→ **Quoted passage**:
>>

RandomForest

Overview

The RandomForest class provides an implementation of the Random Forest algorithm integrated with the DataFrame library. Random Forest is an ensemble learning method for classification and regression tasks that operates by constructing multiple decision trees during training and outputting the class (classification) or mean prediction (regression) of the individual trees.

This implementation supports both regression and classification tasks, allowing customization of various hyperparameters such as the number of trees, maximum depth, and minimum samples required for splitting.

Applications in geosciences

The random forest algorithm is well-suited for many geological and geophysical applications where there's a need to model complex relationships in data with many variables. Here are some interesting examples in these domains:

Mineral Exploration and Resource Estimation:
- Predicting mineral deposit locations using geochemical, geophysical, and geological features
- Estimating ore grade or resource quantity based on drilling samples and geophysical measurements
- Classifying rock types from geophysical logs and core sample data
Seismic Event Classification:
- Distinguishing between different types of seismic events (earthquakes, explosions, mining blasts)
- Predicting earthquake magnitudes from early-wave characteristics
- Identifying volcanic eruption precursors from seismic signal patterns
Reservoir Characterization:
- Predicting porosity, permeability, and fluid content in oil and gas reservoirs
- Classifying lithology from well log data
- Estimating reservoir connectivity based on pressure and production data
Landslide Susceptibility Mapping:
- Predicting landslide-prone areas using topography, geology, precipitation, and land cover data
- Estimating landslide volume or runout distance based on terrain characteristics
Groundwater Modeling:
- Predicting groundwater quality parameters based on hydrogeological conditions
- Estimating aquifer transmissivity and storage coefficients
- Identifying zones of potential groundwater contamination
Geohazard Assessment:
- Assessing risk levels for various geohazards (sinkholes, soil liquefaction, etc.)

<<

→ **Extracted data**:
>>

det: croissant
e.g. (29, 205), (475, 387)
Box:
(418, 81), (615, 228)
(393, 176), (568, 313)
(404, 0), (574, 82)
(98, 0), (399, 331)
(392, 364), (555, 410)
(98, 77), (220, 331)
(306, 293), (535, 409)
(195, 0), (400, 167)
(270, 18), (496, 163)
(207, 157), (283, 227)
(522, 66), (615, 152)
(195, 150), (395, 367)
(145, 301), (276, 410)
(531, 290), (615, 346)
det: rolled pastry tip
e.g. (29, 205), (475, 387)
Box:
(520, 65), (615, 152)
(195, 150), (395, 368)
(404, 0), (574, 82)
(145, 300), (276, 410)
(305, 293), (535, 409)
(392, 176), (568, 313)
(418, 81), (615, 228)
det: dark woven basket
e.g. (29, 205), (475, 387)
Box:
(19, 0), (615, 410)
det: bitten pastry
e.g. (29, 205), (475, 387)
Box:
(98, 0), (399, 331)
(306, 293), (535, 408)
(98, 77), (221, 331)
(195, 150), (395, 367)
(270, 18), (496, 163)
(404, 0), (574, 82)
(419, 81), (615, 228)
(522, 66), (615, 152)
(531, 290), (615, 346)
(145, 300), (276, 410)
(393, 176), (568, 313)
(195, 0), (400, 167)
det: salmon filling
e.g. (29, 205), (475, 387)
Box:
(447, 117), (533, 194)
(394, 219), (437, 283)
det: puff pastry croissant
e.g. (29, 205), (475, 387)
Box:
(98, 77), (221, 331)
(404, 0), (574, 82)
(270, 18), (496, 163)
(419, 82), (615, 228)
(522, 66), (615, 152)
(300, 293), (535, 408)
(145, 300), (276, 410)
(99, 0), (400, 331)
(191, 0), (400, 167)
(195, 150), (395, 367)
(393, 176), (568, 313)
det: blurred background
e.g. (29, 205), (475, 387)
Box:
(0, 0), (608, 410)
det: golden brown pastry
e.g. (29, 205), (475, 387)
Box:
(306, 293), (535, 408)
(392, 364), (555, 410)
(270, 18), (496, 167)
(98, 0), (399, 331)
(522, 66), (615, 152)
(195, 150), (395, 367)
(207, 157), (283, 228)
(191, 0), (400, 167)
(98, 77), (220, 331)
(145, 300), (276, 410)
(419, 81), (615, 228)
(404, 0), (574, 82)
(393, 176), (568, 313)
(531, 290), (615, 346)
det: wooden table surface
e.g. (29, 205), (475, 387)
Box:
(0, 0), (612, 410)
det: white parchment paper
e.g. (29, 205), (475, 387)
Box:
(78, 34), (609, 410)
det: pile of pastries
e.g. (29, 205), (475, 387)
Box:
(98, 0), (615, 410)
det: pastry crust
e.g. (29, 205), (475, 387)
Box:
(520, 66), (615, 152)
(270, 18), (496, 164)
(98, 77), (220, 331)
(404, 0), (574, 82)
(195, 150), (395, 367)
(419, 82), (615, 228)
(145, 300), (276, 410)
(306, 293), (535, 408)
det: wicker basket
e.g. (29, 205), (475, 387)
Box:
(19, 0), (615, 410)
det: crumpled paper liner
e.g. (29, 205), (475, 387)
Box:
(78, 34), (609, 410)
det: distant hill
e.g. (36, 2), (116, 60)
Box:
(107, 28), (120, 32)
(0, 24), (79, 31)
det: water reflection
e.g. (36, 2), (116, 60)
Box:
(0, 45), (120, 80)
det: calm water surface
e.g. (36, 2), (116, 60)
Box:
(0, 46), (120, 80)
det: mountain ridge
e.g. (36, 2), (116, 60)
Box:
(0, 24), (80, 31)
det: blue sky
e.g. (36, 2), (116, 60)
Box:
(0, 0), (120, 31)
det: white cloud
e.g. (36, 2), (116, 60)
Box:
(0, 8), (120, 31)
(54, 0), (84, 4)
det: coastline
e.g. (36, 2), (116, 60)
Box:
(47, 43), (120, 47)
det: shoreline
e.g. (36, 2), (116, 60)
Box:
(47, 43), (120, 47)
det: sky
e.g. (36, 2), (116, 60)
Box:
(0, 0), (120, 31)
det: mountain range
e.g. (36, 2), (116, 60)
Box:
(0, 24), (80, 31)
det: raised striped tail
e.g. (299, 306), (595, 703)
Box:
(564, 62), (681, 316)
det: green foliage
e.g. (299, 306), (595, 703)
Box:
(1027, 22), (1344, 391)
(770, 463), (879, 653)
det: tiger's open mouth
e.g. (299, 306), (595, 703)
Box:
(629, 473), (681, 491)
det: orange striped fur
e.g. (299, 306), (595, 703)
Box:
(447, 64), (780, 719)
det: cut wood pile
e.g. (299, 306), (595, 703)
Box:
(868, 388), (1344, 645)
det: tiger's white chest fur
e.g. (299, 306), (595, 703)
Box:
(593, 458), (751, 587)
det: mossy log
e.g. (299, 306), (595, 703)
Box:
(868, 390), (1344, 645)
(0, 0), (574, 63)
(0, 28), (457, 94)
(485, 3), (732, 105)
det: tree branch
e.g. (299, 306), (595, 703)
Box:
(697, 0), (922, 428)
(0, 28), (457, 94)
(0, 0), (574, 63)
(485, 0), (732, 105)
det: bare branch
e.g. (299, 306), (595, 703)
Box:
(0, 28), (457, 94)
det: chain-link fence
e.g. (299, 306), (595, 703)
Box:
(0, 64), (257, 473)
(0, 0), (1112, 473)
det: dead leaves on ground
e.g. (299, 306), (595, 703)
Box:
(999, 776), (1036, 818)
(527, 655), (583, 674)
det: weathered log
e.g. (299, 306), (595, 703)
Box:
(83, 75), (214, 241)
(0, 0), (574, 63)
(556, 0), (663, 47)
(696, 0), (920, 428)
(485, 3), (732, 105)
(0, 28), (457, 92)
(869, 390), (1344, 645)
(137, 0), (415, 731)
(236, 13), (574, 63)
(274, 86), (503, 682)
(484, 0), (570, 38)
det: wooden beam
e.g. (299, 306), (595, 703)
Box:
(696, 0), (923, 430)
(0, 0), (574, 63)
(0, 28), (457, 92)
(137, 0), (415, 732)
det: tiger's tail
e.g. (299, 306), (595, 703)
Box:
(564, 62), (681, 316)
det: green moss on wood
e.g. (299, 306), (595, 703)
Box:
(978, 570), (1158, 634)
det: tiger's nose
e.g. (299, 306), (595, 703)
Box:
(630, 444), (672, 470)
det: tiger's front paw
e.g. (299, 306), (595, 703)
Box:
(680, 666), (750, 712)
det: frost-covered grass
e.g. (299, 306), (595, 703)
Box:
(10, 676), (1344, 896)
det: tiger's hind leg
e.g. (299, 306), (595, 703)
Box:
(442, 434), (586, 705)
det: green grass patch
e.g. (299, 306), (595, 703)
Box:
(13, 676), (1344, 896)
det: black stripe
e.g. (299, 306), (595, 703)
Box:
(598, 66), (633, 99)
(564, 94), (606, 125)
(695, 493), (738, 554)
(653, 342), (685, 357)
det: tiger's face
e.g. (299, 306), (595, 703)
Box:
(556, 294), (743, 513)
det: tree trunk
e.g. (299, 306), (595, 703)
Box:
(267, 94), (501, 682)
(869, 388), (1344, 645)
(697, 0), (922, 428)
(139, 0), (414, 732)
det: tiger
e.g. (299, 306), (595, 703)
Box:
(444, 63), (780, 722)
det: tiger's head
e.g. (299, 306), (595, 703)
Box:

<<

→ **Objectives**:
**1)** List the geoscience application areas named as headings in the RandomForest documentation under "Applications in geosciences."
**2)** Write out the stretch of the RandomForest documentation from "This implementation supports" through "explosions, mining blasts)", word for word.

→ **Solutions to the problems**:
**1)**
- Mineral Exploration and Resource Estimation
- Seismic Event Classification
- Reservoir Characterization
- Landslide Susceptibility Mapping
- Groundwater Modeling
- Geohazard Assessment

**2)**
This implementation supports both regression and classification tasks, allowing customization of various hyperparameters such as the number of trees, maximum depth, and minimum samples required for splitting.

Applications in geosciences

The random forest algorithm is well-suited for many geological and geophysical applications where there's a need to model complex relationships in data with many variables. Here are some interesting examples in these domains:

Mineral Exploration and Resource Estimation:
- Predicting mineral deposit locations using geochemical, geophysical, and geological features
- Estimating ore grade or resource quantity based on drilling samples and geophysical measurements
- Classifying rock types from geophysical logs and core sample data
Seismic Event Classification:
- Distinguishing between different types of seismic events (earthquakes, explosions, mining blasts)